» **Activity**
Return everything from "Personal information" down to "and 1888–90 seasons." in the Alexander Littlejohn biography, copied word for word.

» **Text passage**
————

Alexander Littlejohn

Personal information
- Full name: Alexander Ironside Littlejohn
- Born: 1860 Scotland
- Died: 25 May 1910 (aged 49–50) Wellington, New Zealand

Domestic team information
- 1887/88–1889/90: Wellington
- Source: Cricinfo, 24 October 2020

= Alexander Littlejohn =

New Zealand cricketer (1860–1910)

Alexander Ironside Littlejohn (1860 – 25 May 1910) was a New Zealand jeweller, chess player and cricketer. He played in two first-class cricket matches for Wellington, one in each of the 1887–88 and 1888–90 seasons.

Born in Scotland in 1860, Littlejohn apprenticed with his father as a jeweller and watchmaker before the family moved to New Zealand in 1879. Wilson, his father, established the firm of W Littlejohn and Son at Lambton Quay in Wellington; the business was taken over by his son during the 1890s. The firm manufactured the clock for the post office building in Wellington and had a reputation throughout New Zealand.

Littlejohn's representative cricket debut for Wellington came in a December 1887 match against Nelson. He made scores of four and five not out on debut and the following March was one of 22 Wellington players in a non-first-class match against Arthur Shrewsbury's English touring side at the Basin Reserve. His final first-class match was a December 1889 fixture against Canterbury at Hagley Oval in Christchurch. He scored 13 not out in Wellington's first innings and opened the batting in their second, being dismissed for a single run.

A founder of the Metropolitan Building and Investment Society in Wellington, Littlejohn was the society's chairman for a number of years. He was one of New Zealand's leading chess players, was considered "well known" throughout the country, and was a member of the council of the New Zealand chess association. He was a vice-president of Wellington Chess Club, and played lawn bowls at Kelburne Bowling Club. Married with two daughters, he died at Wellington in 1910 after being ill for some time with heart disease.

————

» **Given records**
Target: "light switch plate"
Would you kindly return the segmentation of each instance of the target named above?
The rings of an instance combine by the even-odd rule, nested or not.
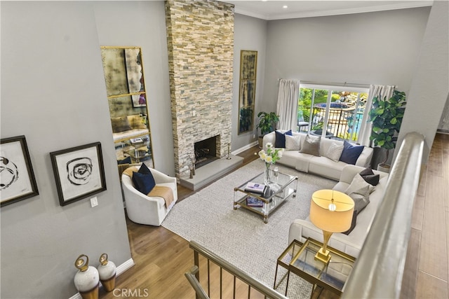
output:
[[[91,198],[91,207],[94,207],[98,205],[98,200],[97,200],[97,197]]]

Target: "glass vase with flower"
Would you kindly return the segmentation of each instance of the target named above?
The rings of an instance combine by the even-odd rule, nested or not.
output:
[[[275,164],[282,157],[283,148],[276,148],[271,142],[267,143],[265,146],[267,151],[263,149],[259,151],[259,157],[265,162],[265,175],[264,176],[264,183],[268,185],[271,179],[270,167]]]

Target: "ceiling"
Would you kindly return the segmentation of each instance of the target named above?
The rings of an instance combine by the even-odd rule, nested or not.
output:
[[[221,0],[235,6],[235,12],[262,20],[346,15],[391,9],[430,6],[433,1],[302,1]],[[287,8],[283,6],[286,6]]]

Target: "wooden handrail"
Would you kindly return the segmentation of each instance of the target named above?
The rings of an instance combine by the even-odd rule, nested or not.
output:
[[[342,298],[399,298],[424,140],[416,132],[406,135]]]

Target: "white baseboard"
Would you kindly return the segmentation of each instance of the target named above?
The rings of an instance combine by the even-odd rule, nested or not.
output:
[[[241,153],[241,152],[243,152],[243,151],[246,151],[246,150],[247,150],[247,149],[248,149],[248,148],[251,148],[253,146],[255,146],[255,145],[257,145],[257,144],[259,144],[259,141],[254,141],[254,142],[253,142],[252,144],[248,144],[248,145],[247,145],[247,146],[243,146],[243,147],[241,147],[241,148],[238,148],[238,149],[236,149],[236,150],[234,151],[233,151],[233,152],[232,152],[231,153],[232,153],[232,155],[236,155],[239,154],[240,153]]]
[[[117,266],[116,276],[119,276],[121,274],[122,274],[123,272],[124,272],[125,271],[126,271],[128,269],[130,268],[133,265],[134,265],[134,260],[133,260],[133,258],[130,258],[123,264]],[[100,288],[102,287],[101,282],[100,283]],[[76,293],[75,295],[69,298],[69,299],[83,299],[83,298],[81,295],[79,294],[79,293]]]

————

» **Answer to this problem**
Personal information
- Full name: Alexander Ironside Littlejohn
- Born: 1860 Scotland
- Died: 25 May 1910 (aged 49–50) Wellington, New Zealand

Domestic team information
- 1887/88–1889/90: Wellington
- Source: Cricinfo, 24 October 2020

= Alexander Littlejohn =

New Zealand cricketer (1860–1910)

Alexander Ironside Littlejohn (1860 – 25 May 1910) was a New Zealand jeweller, chess player and cricketer. He played in two first-class cricket matches for Wellington, one in each of the 1887–88 and 1888–90 seasons.